━━━ Material for the task ━━━

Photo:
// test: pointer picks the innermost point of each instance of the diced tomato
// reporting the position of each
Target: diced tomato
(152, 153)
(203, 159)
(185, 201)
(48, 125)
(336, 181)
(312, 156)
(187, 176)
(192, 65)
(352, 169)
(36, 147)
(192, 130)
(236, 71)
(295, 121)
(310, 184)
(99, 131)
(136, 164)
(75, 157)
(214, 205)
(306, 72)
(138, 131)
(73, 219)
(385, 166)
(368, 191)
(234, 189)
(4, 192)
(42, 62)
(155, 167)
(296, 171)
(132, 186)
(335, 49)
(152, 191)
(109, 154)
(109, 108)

━━━

About this exercise
What you give back must match the material word for word.

Answer box
Photo:
// test: pointer picks the innermost point of each instance of the diced tomato
// reporting the position of each
Target: diced tomato
(152, 153)
(203, 159)
(185, 201)
(48, 125)
(336, 181)
(312, 156)
(187, 176)
(192, 65)
(352, 169)
(36, 147)
(192, 130)
(236, 71)
(295, 121)
(310, 184)
(99, 131)
(136, 164)
(75, 157)
(214, 205)
(306, 72)
(138, 131)
(73, 219)
(385, 166)
(368, 191)
(234, 189)
(4, 192)
(42, 62)
(155, 167)
(296, 171)
(132, 186)
(335, 49)
(152, 191)
(109, 154)
(109, 108)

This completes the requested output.